Reproduce every line of the data below word for word, keeping the original order and line breaks.
┌──
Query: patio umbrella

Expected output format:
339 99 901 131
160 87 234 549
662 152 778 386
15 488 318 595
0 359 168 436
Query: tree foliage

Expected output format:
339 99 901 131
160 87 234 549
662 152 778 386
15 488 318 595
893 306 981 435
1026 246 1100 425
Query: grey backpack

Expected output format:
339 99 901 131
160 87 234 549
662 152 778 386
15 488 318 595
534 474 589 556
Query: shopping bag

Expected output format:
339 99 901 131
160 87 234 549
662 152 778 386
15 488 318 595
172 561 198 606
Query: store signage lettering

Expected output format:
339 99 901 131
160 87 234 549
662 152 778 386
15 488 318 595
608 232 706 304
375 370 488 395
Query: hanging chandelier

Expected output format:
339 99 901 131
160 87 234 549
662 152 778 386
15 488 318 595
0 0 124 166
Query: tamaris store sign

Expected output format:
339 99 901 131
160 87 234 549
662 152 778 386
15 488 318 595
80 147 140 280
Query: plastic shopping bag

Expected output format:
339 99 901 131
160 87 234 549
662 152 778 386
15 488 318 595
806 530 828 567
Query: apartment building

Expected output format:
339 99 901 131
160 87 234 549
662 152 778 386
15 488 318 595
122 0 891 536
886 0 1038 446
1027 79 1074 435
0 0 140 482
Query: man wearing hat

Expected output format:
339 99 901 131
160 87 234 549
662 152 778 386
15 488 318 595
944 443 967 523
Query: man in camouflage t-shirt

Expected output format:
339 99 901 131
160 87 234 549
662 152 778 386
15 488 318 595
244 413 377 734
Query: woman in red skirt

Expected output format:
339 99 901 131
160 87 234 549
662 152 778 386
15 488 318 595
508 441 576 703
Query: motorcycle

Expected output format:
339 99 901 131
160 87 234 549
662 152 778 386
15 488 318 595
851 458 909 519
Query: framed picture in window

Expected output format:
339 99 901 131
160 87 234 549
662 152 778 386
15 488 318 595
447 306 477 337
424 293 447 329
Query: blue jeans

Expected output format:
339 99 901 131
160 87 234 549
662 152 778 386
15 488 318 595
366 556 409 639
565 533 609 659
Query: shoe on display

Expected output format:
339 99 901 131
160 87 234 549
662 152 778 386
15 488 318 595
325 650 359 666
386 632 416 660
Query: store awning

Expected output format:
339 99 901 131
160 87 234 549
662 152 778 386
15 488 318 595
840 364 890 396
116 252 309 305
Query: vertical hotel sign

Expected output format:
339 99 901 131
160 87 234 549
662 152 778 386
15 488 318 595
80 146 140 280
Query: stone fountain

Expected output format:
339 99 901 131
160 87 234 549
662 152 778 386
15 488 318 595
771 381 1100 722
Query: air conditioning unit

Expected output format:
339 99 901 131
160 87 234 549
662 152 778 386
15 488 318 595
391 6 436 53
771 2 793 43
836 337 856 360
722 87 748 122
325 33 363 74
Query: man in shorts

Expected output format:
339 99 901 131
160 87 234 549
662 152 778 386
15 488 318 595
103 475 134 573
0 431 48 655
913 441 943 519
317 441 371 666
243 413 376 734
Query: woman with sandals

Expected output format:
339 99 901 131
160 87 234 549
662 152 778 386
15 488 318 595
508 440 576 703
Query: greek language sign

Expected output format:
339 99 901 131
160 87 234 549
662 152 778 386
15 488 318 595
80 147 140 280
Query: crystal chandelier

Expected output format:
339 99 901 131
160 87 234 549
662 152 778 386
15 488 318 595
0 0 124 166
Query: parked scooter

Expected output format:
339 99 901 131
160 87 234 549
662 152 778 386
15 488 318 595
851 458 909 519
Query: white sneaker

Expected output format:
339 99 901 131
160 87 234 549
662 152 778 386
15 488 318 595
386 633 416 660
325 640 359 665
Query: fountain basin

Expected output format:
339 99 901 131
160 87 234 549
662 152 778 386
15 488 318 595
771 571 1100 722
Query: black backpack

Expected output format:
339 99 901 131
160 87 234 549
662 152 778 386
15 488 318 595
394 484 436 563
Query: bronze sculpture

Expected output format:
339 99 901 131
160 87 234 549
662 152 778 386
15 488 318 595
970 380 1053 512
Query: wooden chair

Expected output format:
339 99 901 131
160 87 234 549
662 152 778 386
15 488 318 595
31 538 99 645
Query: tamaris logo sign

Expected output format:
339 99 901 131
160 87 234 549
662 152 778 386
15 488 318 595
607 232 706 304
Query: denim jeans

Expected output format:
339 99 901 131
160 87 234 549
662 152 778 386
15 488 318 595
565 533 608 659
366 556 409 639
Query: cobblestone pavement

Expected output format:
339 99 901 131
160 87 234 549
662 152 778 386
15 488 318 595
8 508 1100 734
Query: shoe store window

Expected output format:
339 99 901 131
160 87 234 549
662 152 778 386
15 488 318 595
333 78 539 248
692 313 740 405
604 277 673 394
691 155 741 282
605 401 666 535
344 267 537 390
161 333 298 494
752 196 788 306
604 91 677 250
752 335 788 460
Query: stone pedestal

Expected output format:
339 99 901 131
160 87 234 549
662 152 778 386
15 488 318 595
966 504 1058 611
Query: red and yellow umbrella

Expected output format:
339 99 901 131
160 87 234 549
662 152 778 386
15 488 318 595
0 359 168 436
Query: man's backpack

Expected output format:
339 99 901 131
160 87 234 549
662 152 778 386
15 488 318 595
└──
-- Response below --
Query: patio umbrella

Expected output format:
339 99 901 131
160 87 234 549
662 152 778 386
15 488 318 595
0 359 168 436
Query: tree foliage

Expected output format:
339 99 901 131
160 87 234 549
662 152 778 386
15 488 318 595
893 306 981 435
1026 246 1100 425
Query: grey backpack

Expected output format:
339 99 901 131
160 87 234 549
662 152 778 386
15 488 318 595
534 474 589 556
Query: shopping bag

Expected output format:
339 99 901 131
160 87 234 549
662 152 778 386
15 488 318 595
172 561 198 606
Query: store signage lettering

Expected output format:
339 99 901 131
160 87 234 549
662 152 778 386
15 488 318 595
608 232 706 304
375 370 488 395
Query: hanging chandelier

Expected output format:
339 99 901 131
160 87 234 549
662 152 778 386
15 488 318 595
0 0 124 166
Query: tamaris store sign

Expected output format:
339 99 901 131
160 87 234 549
662 152 778 386
15 488 318 595
80 147 140 280
Query: plastic shopping bag

Expected output format:
339 99 901 131
160 87 234 549
662 152 778 386
15 488 318 595
806 530 828 567
Query: apartment building

Expected output format:
339 99 901 131
160 87 234 549
662 152 778 386
15 488 318 595
122 0 891 536
886 0 1038 446
1027 79 1074 435
0 0 140 482
Query: man wearing hat

Expected output format:
339 99 901 131
160 87 234 549
662 152 778 386
15 488 318 595
944 443 967 523
Query: man in camouflage t-shirt

Expected output format:
339 99 901 131
160 87 234 549
662 152 778 386
15 488 318 595
244 413 377 734
Query: woman in red skirt

Expected output format:
339 99 901 131
160 87 234 549
662 152 778 386
15 488 318 595
508 441 576 703
Query: motorcycle

Expected output format:
339 99 901 131
160 87 234 549
662 152 778 386
15 488 318 595
851 458 909 519
Query: framed picture in window

Expected output format:
339 99 901 131
160 87 234 549
662 152 778 386
15 488 318 595
447 306 477 337
424 293 447 329
Query: blue jeans

Expected output format:
339 99 901 131
160 87 234 549
662 152 778 386
15 488 318 595
366 556 409 639
565 533 609 659
Query: shoe on display

Expected output format:
339 99 901 131
160 87 234 549
662 152 778 386
15 488 318 595
325 650 359 666
386 632 416 660
Query: store awning

Expected output format:
339 99 901 131
160 87 234 549
662 152 778 386
15 488 318 595
840 364 890 396
116 252 309 305
Query: vertical hotel sign

Expected output format:
339 99 901 131
160 87 234 549
662 152 778 386
15 488 318 595
80 146 140 280
Query: stone fountain

Expected output format:
339 99 901 131
160 87 234 549
662 152 778 386
15 488 318 595
771 381 1100 722
Query: air conditioning unit

Expected output format:
339 99 901 131
160 87 234 549
662 152 778 386
15 488 318 595
391 6 436 53
771 2 793 43
836 337 856 360
722 87 748 122
325 33 363 74
Query: man in shorts

Expected output format:
339 99 901 131
160 87 234 549
662 152 778 386
15 488 318 595
103 475 134 573
0 431 48 655
913 441 943 519
317 441 371 666
243 413 376 734
Query: woman with sandals

Expected output format:
339 99 901 131
160 87 234 549
662 152 778 386
15 488 318 595
508 440 576 703
Query: greek language sign

Expected output format:
339 99 901 131
160 87 234 549
662 152 778 386
15 488 318 595
80 147 140 280
Query: crystal chandelier

Expected output format:
339 99 901 131
160 87 234 549
662 152 778 386
15 488 318 595
0 0 124 166
Query: parked scooter

Expected output format:
339 99 901 131
160 87 234 549
662 152 778 386
15 488 318 595
851 458 909 519
Query: white sneaker

Expected output format:
339 99 901 131
160 87 234 549
662 152 778 386
15 488 318 595
386 633 416 660
325 640 359 665
Query: fountain basin

Expected output format:
339 99 901 131
160 87 234 549
662 152 778 386
15 488 318 595
771 571 1100 722
Query: black backpack

Expected output format:
339 99 901 131
160 87 234 549
662 152 778 386
15 488 318 595
394 484 436 563
Query: bronze sculpture

Expected output format:
339 99 901 131
160 87 234 549
662 152 778 386
15 488 318 595
970 380 1053 512
Query: wooden chair

Expected output format:
339 99 901 131
160 87 234 549
662 152 778 386
15 488 318 595
31 538 99 645
Query: tamaris logo sign

Expected output format:
339 99 901 131
160 87 234 549
662 152 778 386
15 488 318 595
607 232 706 304
Query: denim jeans

Expected output format:
339 99 901 131
160 87 234 549
662 152 778 386
15 488 318 595
565 533 608 659
366 556 409 639
Query: cobblestone pavement

Expected output format:
339 99 901 131
160 87 234 549
662 152 778 386
15 488 318 595
8 508 1100 734
Query: shoe store window

Expected output format:
339 99 901 131
160 87 234 549
662 152 778 386
15 488 318 595
333 78 539 248
692 313 740 405
604 277 673 394
691 155 741 282
605 401 666 535
344 267 537 390
161 333 298 494
752 196 788 306
604 91 677 250
752 335 788 460
Query: stone pedestal

Expected output format:
339 99 901 131
160 87 234 549
662 152 778 386
15 488 318 595
966 504 1058 611
Query: red and yellow umbrella

Expected output format:
339 99 901 131
160 87 234 549
662 152 778 386
15 488 318 595
0 359 168 436
Query: man's backpack

Expected output format:
339 99 901 131
160 87 234 549
662 152 778 386
15 488 318 595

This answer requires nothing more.